▶ Short task 1: Quote, word for word, the lines of the entries from the one containing "Q. Point to the black electric" through the one containing "pixel 71 357", both included.

▶ Source passage:

--

If you have programmed in Bash more than once, then you probably know the idiom of assigning a command result to a variable:
output=$(some_command)
What you're most likely aware is that this creates a subshell, which is spawned as a separate process. If you plan to invoke an external program, then there's no workaround for this. With functions this is the most straightforward, but not the fastest(runtime) way to get a result. Consider the following example:
fn() {
echo "result"
}
echo "Invoked in subshell"
time (for i in {1..10000}; do (fn) >/dev/null; done)
echo
echo "Invoked directly"
time (for i in {1..10000}; do fn >/dev/null; done)
Invoked in subshell
real 0m9.619s
user 0m6.325s
sys 0m3.594s
Invoked directly
real 0m0.243s
user 0m0.162s
sys 0m0.079s
In 10 thousand loops we've got over 9 seconds of difference. I've immediately
discarded results of fn()
, but in real life we would typically want to save it
in some variable. For most scripts even such a long execution time will be
acceptable, but in rare cases you'll wonder how to postpone using another
language by optimizing a current solution. Let's talkover a few methods for
doing that.
declare RESULT
fn() {
RESULT="result"
}
declare accumulator=""
time (for i in {1..10000}; do fn; accumulator+="$RESULT"; done)
real 0m0.059s
user 0m0.059s
sys 0m0.000s
With only a few changes we've gained a tremendous performance boost. So what's
the catch? Our function now modifies a variable from outer scope. If you control
the calling environment, then this is fine. Problem appears when RESULT
is
already used for something else in outer scope. Now usage of this additional
variable becomes a part of our function interface and all callers must be aware
of this. If you or your colleague forget about it, then you might end up
spending a lot of time, debugging what went wrong.
If you need to call some function repeatedly, then it might be worth to move the loop into a function itself. If you still need to process results one-by-one, then you can run it in pipeline.

--

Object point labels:
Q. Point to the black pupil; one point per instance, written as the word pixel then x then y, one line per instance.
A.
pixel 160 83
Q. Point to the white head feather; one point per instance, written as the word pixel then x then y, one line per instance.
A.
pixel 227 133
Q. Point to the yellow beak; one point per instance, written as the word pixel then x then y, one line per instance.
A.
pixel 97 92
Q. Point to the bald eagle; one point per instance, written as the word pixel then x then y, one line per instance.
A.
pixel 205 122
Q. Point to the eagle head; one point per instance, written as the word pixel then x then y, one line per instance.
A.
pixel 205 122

--

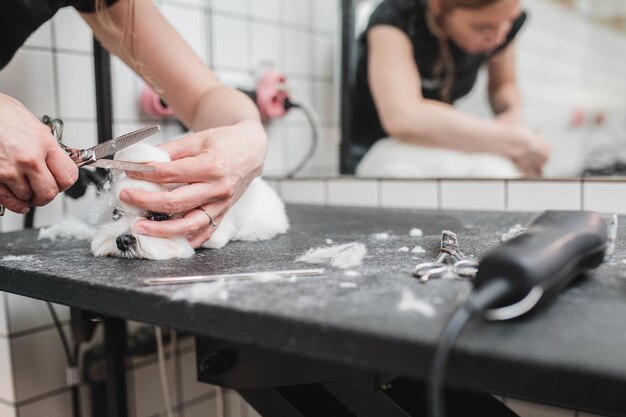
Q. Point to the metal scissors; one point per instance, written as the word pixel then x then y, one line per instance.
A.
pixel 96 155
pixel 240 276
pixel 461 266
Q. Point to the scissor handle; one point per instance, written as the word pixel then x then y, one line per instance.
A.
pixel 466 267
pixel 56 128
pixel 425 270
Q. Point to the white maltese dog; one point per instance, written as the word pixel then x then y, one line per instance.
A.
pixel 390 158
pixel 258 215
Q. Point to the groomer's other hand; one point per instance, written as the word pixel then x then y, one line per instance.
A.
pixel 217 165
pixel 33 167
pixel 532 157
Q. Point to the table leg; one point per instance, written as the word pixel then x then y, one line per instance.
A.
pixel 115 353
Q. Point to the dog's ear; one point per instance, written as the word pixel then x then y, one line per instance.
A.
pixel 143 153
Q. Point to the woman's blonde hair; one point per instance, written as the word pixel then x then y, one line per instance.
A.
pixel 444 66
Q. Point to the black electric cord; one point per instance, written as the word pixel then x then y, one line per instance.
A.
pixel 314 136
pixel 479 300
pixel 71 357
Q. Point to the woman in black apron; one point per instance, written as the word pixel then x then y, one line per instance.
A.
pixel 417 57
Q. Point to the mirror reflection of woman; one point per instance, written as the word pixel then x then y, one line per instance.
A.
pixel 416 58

--

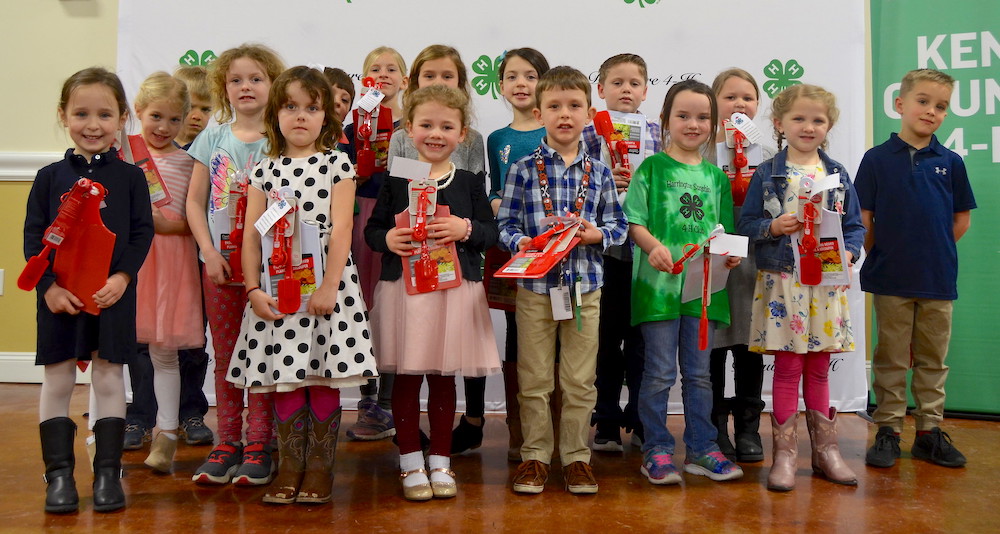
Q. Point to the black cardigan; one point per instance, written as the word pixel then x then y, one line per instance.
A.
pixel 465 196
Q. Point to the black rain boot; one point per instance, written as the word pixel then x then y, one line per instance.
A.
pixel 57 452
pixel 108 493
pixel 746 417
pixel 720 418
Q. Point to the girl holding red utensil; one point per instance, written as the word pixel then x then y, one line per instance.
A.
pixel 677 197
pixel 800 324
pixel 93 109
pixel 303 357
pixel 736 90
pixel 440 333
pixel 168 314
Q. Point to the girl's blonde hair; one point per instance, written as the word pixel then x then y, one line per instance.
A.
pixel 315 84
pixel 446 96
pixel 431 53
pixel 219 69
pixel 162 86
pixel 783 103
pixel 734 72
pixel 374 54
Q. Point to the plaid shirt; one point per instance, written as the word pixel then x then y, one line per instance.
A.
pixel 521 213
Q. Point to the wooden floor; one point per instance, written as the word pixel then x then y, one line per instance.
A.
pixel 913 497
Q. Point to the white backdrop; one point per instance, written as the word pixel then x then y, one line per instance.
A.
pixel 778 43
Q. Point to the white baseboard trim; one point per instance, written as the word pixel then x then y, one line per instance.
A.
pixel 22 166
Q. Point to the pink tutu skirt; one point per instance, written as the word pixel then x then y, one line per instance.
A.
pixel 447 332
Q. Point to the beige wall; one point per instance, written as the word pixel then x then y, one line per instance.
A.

--

▶ Short task 2: Print the part of the article on Bash function performance between "If you have" and "fn >/dev/null; done)", inclusive, without changing a word.

▶ Result 1:
Q. Point to the black electric cord; one point per instance, written as the word pixel then x then y, one line per instance.
A.
pixel 314 136
pixel 479 300
pixel 71 357

▶ Result 2:
If you have programmed in Bash more than once, then you probably know the idiom of assigning a command result to a variable:
output=$(some_command)
What you're most likely aware is that this creates a subshell, which is spawned as a separate process. If you plan to invoke an external program, then there's no workaround for this. With functions this is the most straightforward, but not the fastest(runtime) way to get a result. Consider the following example:
fn() {
echo "result"
}
echo "Invoked in subshell"
time (for i in {1..10000}; do (fn) >/dev/null; done)
echo
echo "Invoked directly"
time (for i in {1..10000}; do fn >/dev/null; done)